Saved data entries
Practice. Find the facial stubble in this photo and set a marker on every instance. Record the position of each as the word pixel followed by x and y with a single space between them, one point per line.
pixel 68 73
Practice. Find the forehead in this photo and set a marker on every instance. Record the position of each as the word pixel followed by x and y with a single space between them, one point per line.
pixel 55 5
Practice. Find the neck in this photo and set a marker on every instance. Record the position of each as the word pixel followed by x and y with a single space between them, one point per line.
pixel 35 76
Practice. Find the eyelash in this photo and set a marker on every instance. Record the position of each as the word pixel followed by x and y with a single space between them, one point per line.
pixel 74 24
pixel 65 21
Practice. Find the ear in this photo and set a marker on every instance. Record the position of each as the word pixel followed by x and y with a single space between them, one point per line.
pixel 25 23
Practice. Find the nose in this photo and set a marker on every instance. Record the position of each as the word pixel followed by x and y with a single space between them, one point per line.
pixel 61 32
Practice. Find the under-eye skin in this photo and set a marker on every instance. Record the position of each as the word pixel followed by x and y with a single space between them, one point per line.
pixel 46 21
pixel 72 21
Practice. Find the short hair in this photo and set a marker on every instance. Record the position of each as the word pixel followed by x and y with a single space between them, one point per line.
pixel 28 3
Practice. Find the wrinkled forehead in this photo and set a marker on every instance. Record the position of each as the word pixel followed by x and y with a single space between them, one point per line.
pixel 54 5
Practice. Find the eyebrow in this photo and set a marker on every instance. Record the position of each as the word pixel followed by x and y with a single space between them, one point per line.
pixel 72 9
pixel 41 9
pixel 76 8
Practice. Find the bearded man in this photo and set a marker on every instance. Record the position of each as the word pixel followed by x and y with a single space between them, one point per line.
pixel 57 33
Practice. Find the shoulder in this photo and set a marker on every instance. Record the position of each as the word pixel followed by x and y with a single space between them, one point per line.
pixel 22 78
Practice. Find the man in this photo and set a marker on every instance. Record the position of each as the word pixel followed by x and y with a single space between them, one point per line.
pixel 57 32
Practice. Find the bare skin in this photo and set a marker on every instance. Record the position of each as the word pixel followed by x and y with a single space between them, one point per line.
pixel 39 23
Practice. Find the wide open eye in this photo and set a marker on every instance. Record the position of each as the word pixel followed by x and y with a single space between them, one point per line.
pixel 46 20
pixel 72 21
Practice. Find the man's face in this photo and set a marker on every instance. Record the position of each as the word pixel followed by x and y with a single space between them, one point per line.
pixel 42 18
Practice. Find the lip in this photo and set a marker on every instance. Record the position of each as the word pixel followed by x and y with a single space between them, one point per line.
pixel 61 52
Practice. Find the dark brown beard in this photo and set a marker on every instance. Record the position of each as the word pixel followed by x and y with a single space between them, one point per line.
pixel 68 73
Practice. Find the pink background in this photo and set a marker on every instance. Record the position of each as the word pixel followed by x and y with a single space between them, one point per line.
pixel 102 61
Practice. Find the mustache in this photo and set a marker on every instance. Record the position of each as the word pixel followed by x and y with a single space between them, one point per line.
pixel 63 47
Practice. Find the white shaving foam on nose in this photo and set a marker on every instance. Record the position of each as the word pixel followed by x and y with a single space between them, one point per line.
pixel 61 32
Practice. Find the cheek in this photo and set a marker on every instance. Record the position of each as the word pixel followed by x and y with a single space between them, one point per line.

Exercise directions
Reproduce each entry exactly, leaving out nothing.

Exercise response
Practice. Find the facial stubble in this photo and set a marker on every instance. Record the position of each as the word pixel followed by x and y with a single space between them, one point per line.
pixel 68 73
Practice. Find the forehead in this photo and set a marker on every instance. Record the position of each as the word pixel followed by x and y with a single space between them, one point per line.
pixel 55 5
Practice. Find the neck in this photo and set a marker on every instance. Record the position of each as the word pixel followed by x and y with a single space between them, one point per line.
pixel 35 76
Practice. Find the eyelash in this photo and set a marker on every instance. Record the position of each as the word pixel followed by x and y with a single space between them, one point per line.
pixel 74 24
pixel 65 21
Practice. Find the ear in this photo and set a marker on every instance. Record the position of each as the word pixel followed by x and y with a single space between them, one point per line.
pixel 25 23
Practice. Find the nose in this photo and set a marker on every instance. Record the position of each as the word pixel followed by x and y with a single space between them, one point per line.
pixel 61 32
Practice. Find the under-eye skin in this photo and set a marker on every instance. Record the position of each as the word pixel followed by x and y with a single space between them, one point per line.
pixel 46 21
pixel 72 21
Practice. Find the short hair in this photo and set a marker on every instance. Record the position of each as the word pixel followed by x and y with a single space between them, one point per line.
pixel 28 3
Practice. Find the wrinkled forehead in this photo and set a marker on every instance. Record the position of each as the word pixel followed by x and y with a single space between them, one point per line.
pixel 54 5
Practice. Find the eyebrow in this photo and set a marker on every instance. Record the position of each as the word pixel followed by x and y with a single space between them, one point per line.
pixel 72 9
pixel 41 9
pixel 76 8
Practice. Find the bearded man in this photo and set a marker on every instance. Record the position of each as the word pixel followed by x and y with a single space between them, one point per line.
pixel 57 33
Practice. Find the shoulder in this photo and set a marker on every instance. Record the position of each as the word pixel followed by x and y with a single space between them, one point per line.
pixel 22 78
Practice. Find the man in this photo and set a marker on every instance. Record the position of each as the word pixel followed by x and y with a single space between them, one point per line.
pixel 57 32
Practice. Find the bare skin in this photo and set a marker on every instance. Record the position of each as the word pixel followed by x and y with a single space between them, one point per line.
pixel 39 23
Practice. Find the wide open eye in this photo and set a marker on every instance. Record the position of each as the word pixel followed by x and y with a single space between them, one point per line.
pixel 46 20
pixel 72 21
Practice. Find the man's face in this photo and set a marker on every instance. Record the position of each as the word pixel followed by x and y with a single space between them, one point per line.
pixel 42 18
Practice. Find the lip in this photo and set a marker on every instance. Record the position of each as the word pixel followed by x and y with a single space between them, one point per line.
pixel 61 52
Practice. Find the dark brown beard in this photo and set a marker on every instance. Record the position of each as the word pixel followed by x and y with a single space between them, one point per line.
pixel 68 73
Practice. Find the pink background in this photo and set a marker on every instance. Record the position of each as the word pixel followed by x and y with a single space between them, one point per line.
pixel 102 61
Practice. Find the mustache in this photo and set a marker on every instance. Record the position of each as the word pixel followed by x and y with a single space between them, one point per line.
pixel 63 47
Practice. Find the white shaving foam on nose in this photo and set a marker on every instance. Record the position of each as the word pixel followed by x and y with a single space between them, one point per line.
pixel 61 32
Practice. Find the cheek in this photo and set a marker on every instance. Record the position of each as the word pixel followed by x and y with a single space between them, one point per line.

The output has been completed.